Record by record, give the entire listing again exactly.

__________

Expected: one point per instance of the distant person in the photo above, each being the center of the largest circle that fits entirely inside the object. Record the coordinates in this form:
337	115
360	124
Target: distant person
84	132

__________

- _ANSWER BOX_
Expected: one point per instance of the distant person in the photo above, each being the center of the largest circle that fits entirely inside the object. Record the coordinates in this form:
337	115
360	124
Target: distant person
84	132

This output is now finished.